> _TEKST_:
- - - - - - -
Teraz tylko dwa słowa nie na temat. Dziś w skrzynce znalazłam list a w środku lizak i karktę, która opowiada o wzruszającej historii dziewczynki z porażeniem mózgowym. Początkowo myślałam, że to lokalna inicjatywa jakiejś nowosądeckeiej rodziny w potrzebie. Jednak przy bliższym spojrzeniu to adres jest gdzieś chyba ze Śląska i nieznana "funacja" dając lizaka i cytując słowa Jana Pawłą II chce 19.90 zł i wpłate 1 % na KRS. Sprawdziłam w internecie i okazuje się, że ich KRS nie ma nawet statusu OPP czyli organizacji pożytku publicznego. To znaczy, że nikt ich nie może sprawdzać na co idą datki. Oczywiście nie chce teraz demonizować organizacji o której może się mylę i pomaga ale nie wiadomo ile idzie do ich prywatnych kieszeni.  W dodatku nigdzie nie można znaleźć zdjęć sali rehabilitacyjnych ani progresu tych dzieci w zdrowiu a oranizacja ma już ponad 3 lata więc to bardzo dzwine. Jeśli jestem w błędzie to przepraszam ale to wygląda podejrzanie.Pewnie też dostaniecie taki list w skrzynce jeśli jesteście w Sączu. Upewnijcie się czy ludzie którym przekazujecie pieniądze są uczciwi bez względu czy to dzieci z Afryki, hospicjum czy seniorzy. Ja jestem w organizacji Mam Głos czyli takie mini schornisko dla zwierząt mamy KRS z OPP i zaręczam, że wszystko jest w porządku więc jeśli ktoś chce pomóc, wstąpić do wolontariatu albo adoptować to macie link do ich fb gdzie jest więciej informacji: klik










Filmy!!!
- - - - - - -
> _DANE_:
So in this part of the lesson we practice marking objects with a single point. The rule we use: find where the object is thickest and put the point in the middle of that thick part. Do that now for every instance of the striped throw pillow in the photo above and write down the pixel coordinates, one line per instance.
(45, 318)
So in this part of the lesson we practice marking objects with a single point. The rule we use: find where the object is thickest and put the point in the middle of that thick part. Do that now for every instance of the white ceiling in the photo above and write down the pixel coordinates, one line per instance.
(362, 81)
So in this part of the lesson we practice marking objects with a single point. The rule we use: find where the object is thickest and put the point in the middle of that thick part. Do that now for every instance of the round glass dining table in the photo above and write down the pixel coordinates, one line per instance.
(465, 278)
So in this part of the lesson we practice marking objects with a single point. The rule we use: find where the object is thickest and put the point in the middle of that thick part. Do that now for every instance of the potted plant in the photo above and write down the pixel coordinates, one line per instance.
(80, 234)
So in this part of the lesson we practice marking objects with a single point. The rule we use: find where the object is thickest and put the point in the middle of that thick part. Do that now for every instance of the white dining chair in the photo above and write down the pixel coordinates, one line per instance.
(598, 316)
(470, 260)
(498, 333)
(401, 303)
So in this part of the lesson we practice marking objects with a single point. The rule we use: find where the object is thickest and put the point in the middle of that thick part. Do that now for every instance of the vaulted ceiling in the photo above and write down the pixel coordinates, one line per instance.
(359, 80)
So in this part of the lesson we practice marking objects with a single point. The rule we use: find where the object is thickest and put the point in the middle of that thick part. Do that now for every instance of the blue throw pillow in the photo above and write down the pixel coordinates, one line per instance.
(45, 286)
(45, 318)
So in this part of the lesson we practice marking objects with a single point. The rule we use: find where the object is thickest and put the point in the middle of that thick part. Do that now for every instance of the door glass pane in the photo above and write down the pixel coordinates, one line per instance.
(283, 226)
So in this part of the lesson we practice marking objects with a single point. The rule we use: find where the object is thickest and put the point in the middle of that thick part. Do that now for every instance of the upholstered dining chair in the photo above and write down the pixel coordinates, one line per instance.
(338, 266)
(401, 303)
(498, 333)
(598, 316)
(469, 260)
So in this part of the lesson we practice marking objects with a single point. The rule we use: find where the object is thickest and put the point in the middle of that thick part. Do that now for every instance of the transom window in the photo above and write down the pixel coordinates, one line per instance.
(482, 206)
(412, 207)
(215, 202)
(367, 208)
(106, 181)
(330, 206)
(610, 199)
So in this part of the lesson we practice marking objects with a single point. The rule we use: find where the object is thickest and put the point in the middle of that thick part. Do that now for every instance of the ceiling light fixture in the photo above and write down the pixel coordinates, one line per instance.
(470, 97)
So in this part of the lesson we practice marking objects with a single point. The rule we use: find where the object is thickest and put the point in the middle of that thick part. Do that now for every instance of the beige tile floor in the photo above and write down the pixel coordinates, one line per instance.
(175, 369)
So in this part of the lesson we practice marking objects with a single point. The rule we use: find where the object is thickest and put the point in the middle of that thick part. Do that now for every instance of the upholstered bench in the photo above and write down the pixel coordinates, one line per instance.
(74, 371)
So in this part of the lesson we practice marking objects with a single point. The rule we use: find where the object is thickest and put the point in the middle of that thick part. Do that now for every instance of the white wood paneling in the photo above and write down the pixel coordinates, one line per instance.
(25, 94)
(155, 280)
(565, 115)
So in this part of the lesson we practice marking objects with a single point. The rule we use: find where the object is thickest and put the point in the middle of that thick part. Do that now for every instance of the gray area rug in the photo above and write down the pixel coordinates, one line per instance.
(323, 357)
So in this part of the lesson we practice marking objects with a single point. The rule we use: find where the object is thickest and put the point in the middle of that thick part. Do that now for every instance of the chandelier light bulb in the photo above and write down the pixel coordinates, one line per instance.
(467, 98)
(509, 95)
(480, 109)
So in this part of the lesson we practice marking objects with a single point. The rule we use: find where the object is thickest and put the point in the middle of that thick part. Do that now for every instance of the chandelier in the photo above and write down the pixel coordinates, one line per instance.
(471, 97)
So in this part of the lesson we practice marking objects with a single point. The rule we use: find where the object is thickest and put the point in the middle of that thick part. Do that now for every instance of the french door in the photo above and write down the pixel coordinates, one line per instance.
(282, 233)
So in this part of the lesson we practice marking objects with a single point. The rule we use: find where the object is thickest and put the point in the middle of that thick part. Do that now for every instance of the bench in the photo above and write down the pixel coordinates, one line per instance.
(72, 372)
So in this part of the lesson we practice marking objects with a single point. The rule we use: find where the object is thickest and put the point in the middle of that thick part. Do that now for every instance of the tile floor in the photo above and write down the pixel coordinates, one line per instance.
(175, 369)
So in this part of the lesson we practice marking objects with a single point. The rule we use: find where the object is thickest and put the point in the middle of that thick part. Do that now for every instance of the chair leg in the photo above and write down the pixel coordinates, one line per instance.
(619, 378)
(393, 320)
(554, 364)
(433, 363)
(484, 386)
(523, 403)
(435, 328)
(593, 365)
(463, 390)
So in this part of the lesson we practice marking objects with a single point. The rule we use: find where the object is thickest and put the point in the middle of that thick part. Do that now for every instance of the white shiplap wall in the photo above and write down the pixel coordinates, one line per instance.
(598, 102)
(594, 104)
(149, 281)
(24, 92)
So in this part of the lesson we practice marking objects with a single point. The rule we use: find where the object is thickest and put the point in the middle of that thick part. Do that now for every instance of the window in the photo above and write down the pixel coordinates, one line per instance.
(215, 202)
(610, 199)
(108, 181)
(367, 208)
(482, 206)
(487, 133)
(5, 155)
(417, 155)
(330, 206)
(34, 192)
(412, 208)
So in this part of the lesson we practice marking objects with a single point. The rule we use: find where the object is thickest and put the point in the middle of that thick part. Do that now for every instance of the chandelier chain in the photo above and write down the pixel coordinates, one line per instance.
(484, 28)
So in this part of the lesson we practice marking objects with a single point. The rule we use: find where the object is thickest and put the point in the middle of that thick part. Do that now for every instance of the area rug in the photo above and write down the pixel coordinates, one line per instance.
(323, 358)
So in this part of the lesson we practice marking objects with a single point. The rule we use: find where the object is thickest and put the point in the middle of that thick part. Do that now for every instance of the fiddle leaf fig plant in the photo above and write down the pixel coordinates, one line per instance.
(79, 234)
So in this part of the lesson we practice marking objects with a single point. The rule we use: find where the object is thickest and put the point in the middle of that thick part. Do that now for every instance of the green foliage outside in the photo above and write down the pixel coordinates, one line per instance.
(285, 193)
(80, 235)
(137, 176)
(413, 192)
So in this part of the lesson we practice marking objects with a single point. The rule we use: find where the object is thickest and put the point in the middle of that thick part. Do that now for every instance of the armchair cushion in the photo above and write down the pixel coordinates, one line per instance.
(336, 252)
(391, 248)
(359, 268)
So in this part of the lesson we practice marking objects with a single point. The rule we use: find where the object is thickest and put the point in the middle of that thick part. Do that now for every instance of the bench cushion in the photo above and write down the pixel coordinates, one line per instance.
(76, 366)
- - - - - - -
> _CEL ĆWICZENIA_:
Kontynuuj tekst o podejrzanym liście z prośbą o datki od miejsca, w którym się kończy. Zapisy pochodzą z innego źródła niż tekst.

> _ODPOWIEDŹ_:
Jak zwykle zachęcam do obejrzenia materiałów które w świetny sposób przybliżają kwintesencje całego problemu. 

                                                           Ziemianie


    


Ziemianie wycięte ujęcia






                                        Inspirujący wykład





Cowspiracy 






Wywiad z Richardem Kuklińskim ( nie o weganizmie)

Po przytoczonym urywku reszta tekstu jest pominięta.